- [What this exercise asks]:
- a) List the names of the boats that swept the top five of PHRF B Spinnaker division in the race report, in finishing order.
- b) In the race report, copy the passage from "Competitors this year" to "J Spinnaker division.", substituting "cloudy" for "overcast".

- [Text section]:
+--

Saturday, September 13, 2014

J/109 PICANTE Hot In Round Island Race

J/44 Gold Digger sailing off Newport, Rhode IslandJ/44 GOLD DIGGER Flies Platinum Class
(Jamestown, RI)- Annually attracting a fleet of 100+ boats over America’s “Labor Day” holiday weekend, the Conanicut Yacht Club’s “Round Island Race” ranks right up there with many of the classic around island events.  With the standard course for most boats presenting a nearly 20nm challenge, usually clockwise, around Conanicut Island, the fleet enjoys a picturesque tour around Narragansett Bay and an opportunity to traverse beneath two magnificent bridges- the Jamestown Bridge to the west and the Newport Bridge to the east.

Competitors this year were confronted with somewhat grey, overcast skies in the morning with a nicely developed SSW gradient breeze that, ultimately, was reinforced with awesome sailing conditions later in the afternoon when the clouds broke like magic over the smaller boats in the fleet finishing later in the afternoon.

Two of the more notable achievements on Sunday’s memorable race were Rob Salk’s J/109 PICANTE winning PHRF H Spinnaker class and fellow Conanicut YC member, Jim Bishop, winning aboard his famous J/44 GOLD DIGGER, taking PHRF J Spinnaker division.

As for the rest of the J crews, there were many notable achievements.  In PHRF A Non-Spin, 3rd in class went to the J/24 TENACIOUS sailed by Bob Iriye from Newport YC.  PHRF B Spinnaker division saw its top five swept by J/24s with line and handicap honors going to Mike Hill’s OBSTREPEROUS, followed by Henry Lane’s FAST LANE, Maggie Borden’s HEFFA, Larry Buckley’s POTATO and Tim Pennington’s ISLAND BOUND.

The Class C was J/22 One-designs, won by Matt Dunbar’s WHARF RAT, followed by Bill Porter’s USA 1533, and Neil McDermott’s KONA.

In PHRF D Spin, Jim Cornwall’s J/35c SUGAREE took second in class.  Then, in PHRF E Spin, the J/30 RHAPSODY sailed by class veteran Bill Kneller was 2nd, followed by Stephen Russell’s J/34 FIRST BORN in 5th.  The PHRF G Spin division saw a good outing by the J/92s SPIRIT, skippered by EC Helme into 3rd on the podium.

+--

- [Labeled area outline records]:
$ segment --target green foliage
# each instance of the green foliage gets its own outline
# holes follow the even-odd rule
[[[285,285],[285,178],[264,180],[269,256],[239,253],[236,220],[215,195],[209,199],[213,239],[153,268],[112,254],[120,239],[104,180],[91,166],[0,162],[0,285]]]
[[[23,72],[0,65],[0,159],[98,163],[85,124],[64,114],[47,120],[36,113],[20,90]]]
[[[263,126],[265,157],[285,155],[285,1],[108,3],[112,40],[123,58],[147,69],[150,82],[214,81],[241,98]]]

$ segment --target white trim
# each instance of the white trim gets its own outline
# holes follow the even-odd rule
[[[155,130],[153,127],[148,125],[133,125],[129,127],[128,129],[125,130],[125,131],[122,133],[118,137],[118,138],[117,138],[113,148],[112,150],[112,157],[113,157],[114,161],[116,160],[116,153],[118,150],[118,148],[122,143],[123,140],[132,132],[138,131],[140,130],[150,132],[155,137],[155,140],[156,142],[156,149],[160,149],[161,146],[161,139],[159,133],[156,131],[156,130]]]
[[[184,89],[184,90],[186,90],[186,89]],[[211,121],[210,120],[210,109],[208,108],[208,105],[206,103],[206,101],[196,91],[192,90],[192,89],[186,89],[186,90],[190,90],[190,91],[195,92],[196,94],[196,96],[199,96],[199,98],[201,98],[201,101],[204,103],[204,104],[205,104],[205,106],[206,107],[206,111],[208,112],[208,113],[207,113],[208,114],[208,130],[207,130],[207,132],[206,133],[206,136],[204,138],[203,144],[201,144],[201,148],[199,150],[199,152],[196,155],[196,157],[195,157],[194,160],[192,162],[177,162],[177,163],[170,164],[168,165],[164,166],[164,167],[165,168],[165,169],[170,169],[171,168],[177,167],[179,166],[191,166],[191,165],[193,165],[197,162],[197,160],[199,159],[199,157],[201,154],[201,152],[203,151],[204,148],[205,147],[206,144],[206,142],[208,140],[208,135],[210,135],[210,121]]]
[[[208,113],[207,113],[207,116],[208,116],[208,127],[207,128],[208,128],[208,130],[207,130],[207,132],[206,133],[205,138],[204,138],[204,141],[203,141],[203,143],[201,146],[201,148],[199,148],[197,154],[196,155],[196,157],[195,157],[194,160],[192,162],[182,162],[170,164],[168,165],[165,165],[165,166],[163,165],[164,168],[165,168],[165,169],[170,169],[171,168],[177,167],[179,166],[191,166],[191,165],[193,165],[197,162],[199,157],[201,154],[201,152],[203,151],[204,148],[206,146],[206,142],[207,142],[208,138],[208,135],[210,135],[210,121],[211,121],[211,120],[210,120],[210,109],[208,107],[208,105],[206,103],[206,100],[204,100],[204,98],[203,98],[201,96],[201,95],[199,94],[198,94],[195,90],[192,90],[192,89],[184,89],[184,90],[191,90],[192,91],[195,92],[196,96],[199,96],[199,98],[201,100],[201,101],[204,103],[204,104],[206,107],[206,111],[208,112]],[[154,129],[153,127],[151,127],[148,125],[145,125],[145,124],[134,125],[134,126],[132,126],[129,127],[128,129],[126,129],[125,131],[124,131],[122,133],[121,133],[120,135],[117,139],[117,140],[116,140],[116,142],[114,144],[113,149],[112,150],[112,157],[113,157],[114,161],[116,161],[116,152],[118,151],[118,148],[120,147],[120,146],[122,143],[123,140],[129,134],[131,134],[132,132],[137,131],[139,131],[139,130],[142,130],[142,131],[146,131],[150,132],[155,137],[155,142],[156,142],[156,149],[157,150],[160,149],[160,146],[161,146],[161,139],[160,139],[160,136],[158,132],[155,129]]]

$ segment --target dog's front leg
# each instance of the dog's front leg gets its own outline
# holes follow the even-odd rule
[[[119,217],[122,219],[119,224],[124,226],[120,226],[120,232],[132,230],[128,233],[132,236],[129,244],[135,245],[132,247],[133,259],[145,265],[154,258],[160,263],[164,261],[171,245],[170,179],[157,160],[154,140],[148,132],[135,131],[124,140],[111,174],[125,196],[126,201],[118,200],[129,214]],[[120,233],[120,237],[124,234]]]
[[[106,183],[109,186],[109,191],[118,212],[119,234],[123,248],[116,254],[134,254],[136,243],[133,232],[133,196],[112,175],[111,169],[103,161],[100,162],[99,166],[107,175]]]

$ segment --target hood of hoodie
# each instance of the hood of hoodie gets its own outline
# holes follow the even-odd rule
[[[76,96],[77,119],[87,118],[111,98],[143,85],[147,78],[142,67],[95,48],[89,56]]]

+--

- [Results of the exercise]:
- a) OBSTREPEROUS, FAST LANE, HEFFA, POTATO, ISLAND BOUND

- b)
Competitors this year were confronted with somewhat grey, cloudy skies in the morning with a nicely developed SSW gradient breeze that, ultimately, was reinforced with awesome sailing conditions later in the afternoon when the clouds broke like magic over the smaller boats in the fleet finishing later in the afternoon.

Two of the more notable achievements on Sunday’s memorable race were Rob Salk’s J/109 PICANTE winning PHRF H Spinnaker class and fellow Conanicut YC member, Jim Bishop, winning aboard his famous J/44 GOLD DIGGER, taking PHRF J Spinnaker division.